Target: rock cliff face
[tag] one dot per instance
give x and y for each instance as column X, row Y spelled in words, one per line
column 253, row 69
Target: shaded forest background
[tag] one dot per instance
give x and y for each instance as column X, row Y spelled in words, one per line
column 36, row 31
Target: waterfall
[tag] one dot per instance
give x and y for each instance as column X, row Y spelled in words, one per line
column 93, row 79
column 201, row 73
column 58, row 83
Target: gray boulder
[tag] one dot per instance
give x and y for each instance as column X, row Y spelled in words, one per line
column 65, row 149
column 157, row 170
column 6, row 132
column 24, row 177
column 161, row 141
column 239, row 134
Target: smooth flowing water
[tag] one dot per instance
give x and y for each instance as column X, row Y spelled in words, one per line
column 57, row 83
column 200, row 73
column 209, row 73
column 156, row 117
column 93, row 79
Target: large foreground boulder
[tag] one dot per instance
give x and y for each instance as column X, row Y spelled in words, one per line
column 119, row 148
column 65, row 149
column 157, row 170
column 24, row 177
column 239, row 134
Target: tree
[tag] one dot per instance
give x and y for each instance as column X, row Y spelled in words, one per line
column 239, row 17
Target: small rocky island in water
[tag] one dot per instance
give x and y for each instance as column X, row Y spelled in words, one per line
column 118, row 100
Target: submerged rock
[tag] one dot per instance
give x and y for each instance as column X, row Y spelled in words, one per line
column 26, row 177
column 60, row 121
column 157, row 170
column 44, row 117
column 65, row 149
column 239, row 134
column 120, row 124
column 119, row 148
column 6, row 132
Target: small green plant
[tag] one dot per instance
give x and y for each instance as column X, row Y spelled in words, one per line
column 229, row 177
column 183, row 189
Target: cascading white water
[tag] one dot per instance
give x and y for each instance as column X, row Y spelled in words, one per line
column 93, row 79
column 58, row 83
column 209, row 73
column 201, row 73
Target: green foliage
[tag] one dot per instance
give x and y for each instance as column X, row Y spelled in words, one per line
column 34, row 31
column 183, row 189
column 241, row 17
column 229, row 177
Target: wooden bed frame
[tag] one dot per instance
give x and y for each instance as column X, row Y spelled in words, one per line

________

> [EXERCISE DIRECTIONS]: Write these lines out again, switching every "instance" to "item" and leaving everything else the same.

> [TASK OUTPUT]:
Target: rock cliff face
[tag] one dot per item
give x and y for each item as column X, row Y spelled in words, one per line
column 253, row 69
Target: shaded forest background
[tag] one dot per item
give x and y for each item as column X, row Y spelled in words, one per line
column 36, row 31
Target: waterfall
[tag] one dot per item
give x and y for each item as column X, row Y spelled in words, one per line
column 93, row 79
column 201, row 73
column 58, row 83
Target: gray boulder
[tag] one dot per item
give x and y for each item as column X, row Y spelled in words, one per line
column 65, row 149
column 157, row 170
column 6, row 132
column 24, row 177
column 161, row 141
column 239, row 134
Target: smooth flowing water
[tag] one dot per item
give x and y for each item as column X, row Y spelled in words, one per line
column 57, row 83
column 200, row 73
column 209, row 73
column 156, row 117
column 93, row 79
Target: large foreground boulder
[tag] one dot per item
give x and y for each item as column X, row Y spelled in words, one per line
column 119, row 148
column 65, row 149
column 157, row 170
column 24, row 177
column 239, row 134
Target: tree
[tag] one dot per item
give x and y for each item as column X, row Y spelled in words, one per line
column 239, row 17
Target: small rocky island in water
[tag] one dot per item
give x and y for each item as column X, row Y spelled in words, one per line
column 118, row 100
Target: submerged rock
[tag] one dot per item
give x and y for each item as column X, row Y spelled in words, one per line
column 26, row 177
column 60, row 121
column 157, row 170
column 44, row 117
column 65, row 149
column 239, row 134
column 120, row 124
column 119, row 148
column 6, row 132
Target: small green plant
[tag] one dot per item
give x and y for each item as column X, row Y spelled in words, one per line
column 229, row 177
column 183, row 189
Target: cascading white water
[tag] one dot per item
give x and y for each item as column X, row Y spelled in words, one per line
column 93, row 79
column 58, row 83
column 209, row 73
column 201, row 73
Target: green foliage
[tag] one dot per item
give x and y for each item as column X, row Y spelled in words, one per line
column 34, row 31
column 183, row 189
column 241, row 17
column 229, row 177
Target: wooden bed frame
[tag] one dot per item
give x and y for each item as column X, row Y spelled in words, one per line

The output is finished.